What should you transcribe? Every line from the top of the records below through the line with "12L0 0L8 713L406", exactly, and no pictures.

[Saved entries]

========

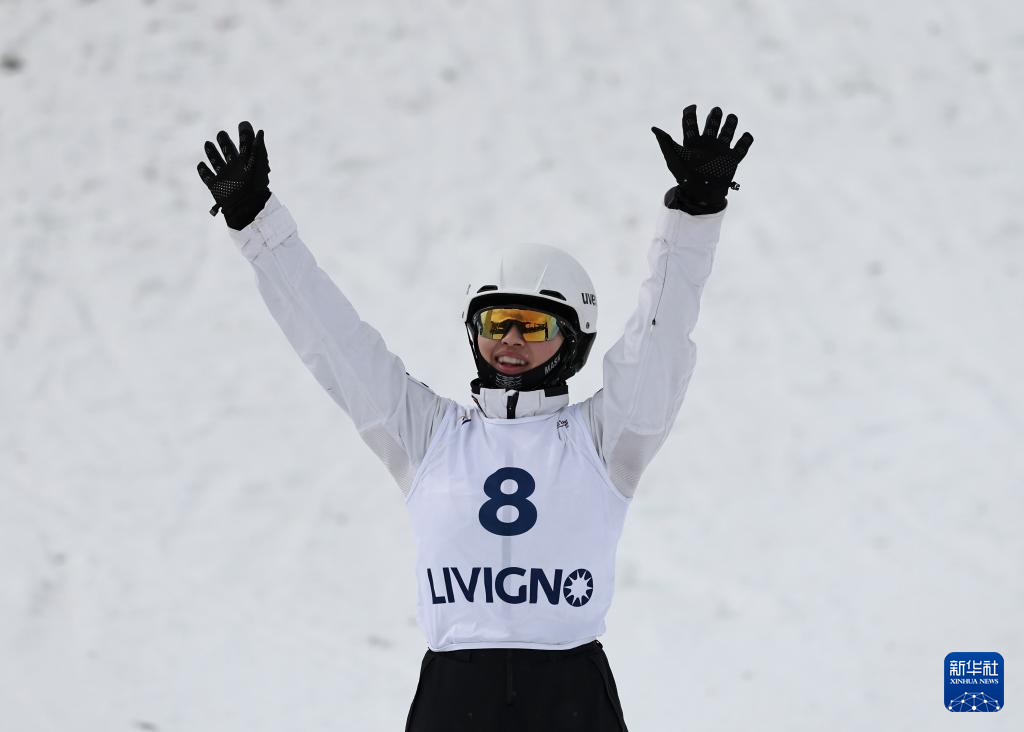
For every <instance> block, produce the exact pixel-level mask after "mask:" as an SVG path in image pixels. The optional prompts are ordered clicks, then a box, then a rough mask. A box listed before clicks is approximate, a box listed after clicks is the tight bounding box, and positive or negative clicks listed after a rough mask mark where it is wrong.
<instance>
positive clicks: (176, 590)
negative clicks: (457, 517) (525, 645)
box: [0, 0, 1024, 732]
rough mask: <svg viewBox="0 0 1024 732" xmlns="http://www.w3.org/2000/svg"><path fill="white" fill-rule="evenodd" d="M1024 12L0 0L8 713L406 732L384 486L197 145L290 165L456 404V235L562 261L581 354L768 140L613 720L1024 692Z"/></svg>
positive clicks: (762, 153) (625, 600)
mask: <svg viewBox="0 0 1024 732" xmlns="http://www.w3.org/2000/svg"><path fill="white" fill-rule="evenodd" d="M1021 89H1024V10H1022V9H1021V6H1020V5H1018V4H1016V3H1011V2H1006V1H1005V0H982V1H979V2H972V3H964V2H954V1H953V0H929V1H925V0H914V1H908V2H900V3H896V2H878V1H876V0H867V1H866V2H858V3H838V2H821V1H820V0H799V1H794V2H767V1H764V2H761V1H758V0H722V1H721V2H716V3H680V2H669V1H668V0H666V1H663V2H637V3H627V2H611V1H604V2H566V3H546V2H540V1H538V0H532V1H526V2H517V3H498V2H493V3H488V2H479V3H478V2H467V1H465V0H462V1H453V2H445V3H439V2H423V3H410V2H402V3H397V2H380V3H356V2H354V1H349V2H326V1H324V2H307V1H301V0H255V1H253V2H242V1H241V0H239V1H237V2H219V3H218V2H199V0H174V1H169V2H165V1H163V0H148V1H145V2H129V1H128V0H123V1H121V2H115V1H113V0H111V1H102V0H96V1H93V2H85V1H83V2H73V1H72V0H3V1H2V2H0V172H2V174H0V232H2V234H0V376H2V378H0V577H2V582H0V719H2V722H0V727H2V729H3V730H11V731H16V732H67V731H70V730H74V731H75V732H118V731H124V732H137V731H139V730H142V731H147V732H191V731H200V732H202V731H206V730H211V731H212V730H216V731H217V732H275V731H285V730H304V731H307V732H312V731H317V732H319V731H323V732H327V731H335V730H344V731H347V730H359V731H361V730H367V731H370V732H374V731H376V730H382V731H387V730H398V729H401V728H402V725H403V723H404V719H406V714H407V712H408V708H409V703H410V701H411V700H412V696H413V692H414V690H415V688H416V680H417V674H418V671H419V661H420V658H421V656H422V654H423V651H424V650H425V641H424V639H423V637H422V635H421V633H420V630H419V629H418V628H417V626H416V625H415V620H414V616H413V613H414V610H415V583H414V556H413V542H412V536H411V531H410V526H409V522H408V518H407V515H406V512H404V506H403V504H402V502H401V497H400V493H399V491H398V489H397V487H396V486H395V485H394V483H393V482H392V480H391V478H390V476H389V475H388V473H387V472H386V471H385V469H384V468H383V466H382V465H380V464H379V463H378V461H377V459H376V458H375V456H374V455H373V454H372V453H371V450H370V449H369V448H368V447H367V446H366V445H365V444H364V443H362V442H361V441H360V440H359V438H358V436H357V435H356V434H355V432H354V430H353V428H352V427H351V425H350V424H349V422H348V418H347V417H346V416H345V414H344V413H343V412H341V411H340V410H339V408H338V407H337V406H336V405H335V403H334V402H333V401H332V400H331V399H330V398H329V397H328V395H327V394H325V393H324V392H323V390H322V389H321V387H319V386H318V385H317V384H316V383H315V382H314V380H313V379H312V378H311V377H310V376H309V375H308V374H307V373H306V371H305V369H304V367H303V365H302V363H301V362H300V360H299V359H298V357H297V356H296V355H295V354H294V352H293V351H292V349H291V348H290V347H289V345H288V343H287V342H286V340H285V339H284V337H283V336H282V335H281V333H280V332H279V330H278V328H276V326H275V325H274V322H273V321H272V319H271V318H270V316H269V314H268V312H267V310H266V307H265V306H264V304H263V302H262V301H261V299H260V297H259V294H258V293H257V291H256V288H255V278H254V275H253V273H252V270H251V268H250V266H249V264H248V263H247V262H246V260H245V259H244V258H243V257H242V256H241V254H240V253H239V252H238V250H237V249H236V248H234V246H233V245H232V243H231V242H230V240H229V238H228V235H227V232H226V229H225V227H224V224H223V220H222V218H220V217H218V218H216V219H214V218H211V217H210V216H209V215H208V214H207V211H208V209H209V208H210V206H211V205H212V200H211V198H210V195H209V191H208V190H207V189H206V188H205V187H204V186H203V184H202V182H201V181H200V179H199V176H198V175H197V174H196V165H197V163H198V162H199V161H200V160H203V159H204V156H203V143H204V142H205V141H206V140H207V139H213V137H214V135H215V134H216V133H217V131H218V130H220V129H226V130H228V131H230V132H231V133H232V134H237V132H236V130H237V125H238V122H239V121H241V120H243V119H249V120H252V121H253V123H254V125H255V126H256V127H257V128H258V129H264V130H265V134H266V143H267V147H268V150H269V158H270V165H271V168H272V172H271V173H270V182H271V188H272V189H273V190H274V192H275V193H276V195H278V196H279V197H280V198H281V199H282V201H283V202H284V203H285V204H286V205H287V206H288V207H289V208H290V209H291V211H292V213H293V214H294V215H295V217H296V219H297V220H298V222H299V227H300V232H301V234H302V236H303V239H304V240H305V242H306V243H307V244H308V245H309V247H310V248H311V249H312V251H313V252H314V253H315V255H316V256H317V258H318V260H319V262H321V265H322V266H323V267H324V268H325V269H326V270H327V271H328V272H329V273H330V274H331V275H332V277H333V278H334V279H335V282H336V283H337V284H338V285H339V287H341V288H342V290H343V291H345V293H346V294H347V295H348V296H349V297H350V299H351V300H352V302H353V303H354V304H355V305H356V307H357V308H358V309H359V312H360V314H361V316H362V317H364V318H365V319H366V320H367V321H368V322H370V324H372V325H373V326H375V327H376V328H378V329H379V330H380V331H381V333H382V334H383V335H384V337H385V339H386V341H387V343H388V346H389V347H390V348H391V349H392V350H393V351H394V352H396V353H397V354H399V355H400V356H401V357H402V358H403V359H404V361H406V364H407V365H408V368H409V371H410V372H411V373H412V374H413V375H414V376H416V377H417V378H419V379H421V380H422V381H425V382H426V383H428V384H430V385H431V387H432V388H434V389H435V390H436V391H438V392H439V393H441V394H443V395H446V396H451V397H454V398H460V399H463V400H466V399H467V398H468V382H469V380H470V378H471V377H472V375H473V373H472V361H471V358H470V356H469V351H468V347H467V345H466V340H465V332H464V330H463V328H462V326H461V324H460V322H459V316H458V313H459V308H460V303H461V295H462V294H463V292H464V289H465V283H466V281H467V277H468V274H469V266H470V264H471V263H472V262H474V261H478V260H480V259H481V258H486V257H489V256H493V253H494V252H495V251H496V250H497V249H499V248H500V247H503V246H505V245H509V244H515V243H521V242H543V243H548V244H553V245H555V246H559V247H562V248H565V249H567V250H568V251H570V252H571V253H572V254H573V255H575V256H577V257H578V258H579V259H581V260H582V261H583V262H584V263H585V264H586V266H587V267H588V268H589V270H590V272H591V275H592V277H593V279H594V281H595V284H596V287H597V291H598V293H599V297H600V300H599V302H600V305H601V320H600V331H599V336H598V340H597V344H596V346H595V349H594V357H593V358H592V359H591V363H590V364H589V365H588V368H587V370H586V371H585V372H584V373H583V374H582V375H580V376H579V377H578V378H575V379H573V380H572V383H571V386H572V394H573V397H574V398H575V399H583V398H585V397H587V396H589V395H590V394H591V393H593V391H594V390H595V389H596V388H598V386H599V384H600V355H601V354H603V352H604V351H605V350H606V349H607V348H608V347H609V346H610V345H611V344H612V343H613V342H614V340H615V339H616V338H617V336H618V335H620V333H621V332H622V329H623V326H624V325H625V322H626V319H627V317H628V316H629V314H630V312H631V309H632V307H633V306H634V304H635V298H636V292H637V289H638V287H639V284H640V282H641V279H642V278H643V277H644V275H645V273H646V266H647V264H646V251H647V247H648V244H649V242H650V238H651V235H652V234H653V232H654V227H655V224H656V222H657V217H658V215H659V211H660V206H662V203H660V202H662V196H663V193H664V191H665V190H666V189H667V188H668V187H669V186H670V185H671V184H672V182H673V181H672V178H671V176H670V175H669V173H668V171H667V170H666V167H665V164H664V161H663V160H662V156H660V153H659V152H658V148H657V144H656V142H655V139H654V136H653V135H652V134H651V133H650V131H649V128H650V126H651V125H657V126H659V127H663V128H665V129H667V130H669V131H670V132H672V133H674V134H676V135H677V137H678V135H679V133H680V122H679V120H680V116H681V112H682V110H683V107H684V106H685V105H686V104H688V103H690V102H695V103H697V104H698V115H699V118H700V120H701V123H702V120H703V117H705V115H706V114H707V112H708V111H709V110H710V107H711V106H712V105H714V104H719V105H721V106H722V107H723V109H725V111H726V112H734V113H735V114H737V115H738V117H739V131H740V132H742V131H743V130H750V131H751V132H752V133H753V134H754V136H755V138H756V141H755V143H754V146H753V147H752V149H751V154H750V156H749V157H748V158H746V160H745V161H744V162H743V163H742V164H741V166H740V168H739V171H738V174H737V180H738V181H739V182H740V184H741V188H740V190H738V191H734V192H732V193H731V195H730V202H731V203H730V206H729V209H728V213H727V216H726V220H725V224H724V227H723V233H722V239H721V242H720V244H719V248H718V254H717V258H716V262H715V268H714V271H713V273H712V277H711V281H710V282H709V284H708V287H707V289H706V291H705V296H703V300H702V308H701V315H700V322H699V325H698V327H697V330H696V332H695V334H694V340H695V342H696V343H697V346H698V359H697V368H696V373H695V375H694V377H693V380H692V382H691V383H690V386H689V391H688V394H687V398H686V402H685V403H684V405H683V410H682V413H681V415H680V417H679V420H678V423H677V426H676V430H675V432H674V433H673V434H672V435H671V437H670V438H669V441H668V442H667V444H666V446H665V448H664V449H663V450H662V454H660V455H659V456H658V457H657V459H656V460H655V462H654V463H653V464H652V466H651V467H650V469H649V471H648V472H647V473H646V475H645V477H644V479H643V481H642V483H641V485H640V489H639V491H638V493H637V498H636V501H635V503H634V505H633V506H632V508H631V510H630V515H629V517H628V519H627V524H626V530H625V533H624V535H623V539H622V542H621V545H620V552H618V567H617V594H616V598H615V602H614V605H613V607H612V610H611V612H610V614H609V615H608V631H607V633H606V635H605V636H603V637H602V638H601V640H602V643H603V644H604V646H605V650H606V652H607V653H608V656H609V658H610V661H611V665H612V669H613V671H614V674H615V677H616V679H617V682H618V688H620V692H621V697H622V700H623V704H624V708H625V713H626V721H627V723H628V724H629V726H630V729H631V730H634V731H640V732H643V730H668V729H679V730H687V729H689V730H702V731H713V730H722V731H728V730H740V729H757V730H779V731H783V730H784V731H785V732H799V731H805V730H806V731H808V732H812V731H813V732H818V731H819V730H866V729H884V730H913V731H919V730H944V729H959V728H961V726H959V723H961V722H962V720H958V719H956V718H955V717H952V716H951V715H950V713H949V712H947V711H946V708H945V701H944V700H943V699H942V696H943V690H942V682H943V659H944V656H945V655H946V653H949V652H951V651H997V652H999V653H1001V654H1002V656H1004V657H1005V659H1006V664H1007V666H1009V671H1008V672H1007V676H1006V683H1007V686H1006V690H1005V691H1006V708H1005V709H1001V711H1000V712H999V713H997V714H995V715H993V716H992V718H991V721H990V722H989V723H988V725H989V726H990V727H992V728H993V729H1001V730H1011V729H1018V730H1019V729H1022V728H1024V727H1022V723H1021V722H1020V720H1021V714H1022V712H1021V709H1024V683H1022V682H1021V681H1020V680H1021V679H1022V678H1024V625H1022V621H1021V618H1022V617H1024V579H1022V571H1021V562H1022V559H1024V531H1022V530H1021V529H1020V526H1021V524H1022V522H1024V449H1022V444H1024V378H1022V376H1024V346H1022V333H1024V328H1022V316H1024V247H1022V241H1024V214H1022V206H1021V202H1022V201H1024V183H1022V176H1021V169H1022V164H1024V156H1022V154H1021V148H1020V145H1021V135H1020V130H1021V128H1022V125H1024V109H1022V98H1024V96H1022V94H1021Z"/></svg>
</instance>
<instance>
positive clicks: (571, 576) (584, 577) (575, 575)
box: [562, 569, 594, 607]
mask: <svg viewBox="0 0 1024 732" xmlns="http://www.w3.org/2000/svg"><path fill="white" fill-rule="evenodd" d="M562 594H563V595H564V596H565V600H566V601H567V602H568V603H569V604H570V605H572V606H573V607H581V606H582V605H586V604H587V603H588V602H590V598H591V595H593V594H594V576H593V575H592V574H591V573H590V572H589V571H587V570H586V569H577V570H575V571H574V572H572V573H571V574H569V575H568V576H567V577H565V582H564V583H562Z"/></svg>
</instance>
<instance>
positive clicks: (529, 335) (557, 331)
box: [476, 307, 558, 343]
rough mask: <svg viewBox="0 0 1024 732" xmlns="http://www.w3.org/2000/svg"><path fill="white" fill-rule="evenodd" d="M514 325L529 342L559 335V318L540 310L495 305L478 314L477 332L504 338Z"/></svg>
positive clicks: (498, 339)
mask: <svg viewBox="0 0 1024 732" xmlns="http://www.w3.org/2000/svg"><path fill="white" fill-rule="evenodd" d="M512 326H515V327H516V328H517V329H518V330H519V333H520V335H521V336H522V339H523V340H524V341H526V342H528V343H540V342H543V341H550V340H551V339H553V338H554V337H555V336H557V335H558V319H557V318H556V317H555V316H554V315H549V314H548V313H546V312H541V311H540V310H523V309H522V308H517V307H515V308H512V307H493V308H490V309H489V310H481V311H480V312H478V313H477V314H476V332H477V333H479V334H480V335H481V336H483V337H484V338H489V339H490V340H493V341H500V340H501V339H502V338H504V337H505V334H507V333H508V332H509V330H510V329H511V328H512Z"/></svg>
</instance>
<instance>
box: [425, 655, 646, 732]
mask: <svg viewBox="0 0 1024 732" xmlns="http://www.w3.org/2000/svg"><path fill="white" fill-rule="evenodd" d="M562 730H587V732H627V730H626V722H625V721H624V720H623V708H622V705H621V704H620V702H618V691H617V689H616V688H615V680H614V678H613V677H612V676H611V669H610V668H609V666H608V658H607V656H605V655H604V650H603V647H602V646H601V643H600V642H599V641H591V642H590V643H587V644H584V645H582V646H578V647H575V648H570V649H569V650H565V651H560V650H558V651H542V650H531V649H525V648H480V649H472V650H459V651H443V652H436V651H432V650H430V649H427V652H426V654H425V655H424V656H423V664H422V665H421V666H420V683H419V685H418V686H417V688H416V695H415V696H414V697H413V704H412V706H411V707H410V709H409V720H408V722H407V723H406V732H561V731H562Z"/></svg>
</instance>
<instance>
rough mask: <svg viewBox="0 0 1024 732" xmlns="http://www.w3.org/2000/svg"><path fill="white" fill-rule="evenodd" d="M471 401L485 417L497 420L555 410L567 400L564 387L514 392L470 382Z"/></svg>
mask: <svg viewBox="0 0 1024 732" xmlns="http://www.w3.org/2000/svg"><path fill="white" fill-rule="evenodd" d="M472 392H473V401H474V402H476V405H477V406H478V407H479V408H480V412H482V413H483V416H484V417H489V418H492V419H496V420H513V419H517V418H519V417H535V416H537V415H550V414H554V413H555V412H558V410H560V408H562V407H563V406H567V405H568V403H569V390H568V387H567V386H564V385H563V386H556V387H550V388H548V389H531V390H529V391H517V390H515V389H488V388H486V387H481V386H480V385H479V384H478V383H477V382H476V381H473V384H472Z"/></svg>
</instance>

========

■ Your response
For every <instance> block, produce the exact pixel-level mask after "mask:" as an SVG path in image pixels. The optional prompts are ordered clicks, then a box, then a rough mask. A box listed before clicks is approximate, a box listed after clicks is the tight bounding box, and positive or negative clicks listed after a rough mask mark where it is wrong.
<instance>
positive clicks: (176, 590)
negative clicks: (457, 517) (525, 645)
box: [0, 0, 1024, 732]
rough mask: <svg viewBox="0 0 1024 732" xmlns="http://www.w3.org/2000/svg"><path fill="white" fill-rule="evenodd" d="M1024 12L0 0L8 713L406 732L384 486L197 145L290 165L456 404V235L562 261L581 354L768 140L613 720L1024 692Z"/></svg>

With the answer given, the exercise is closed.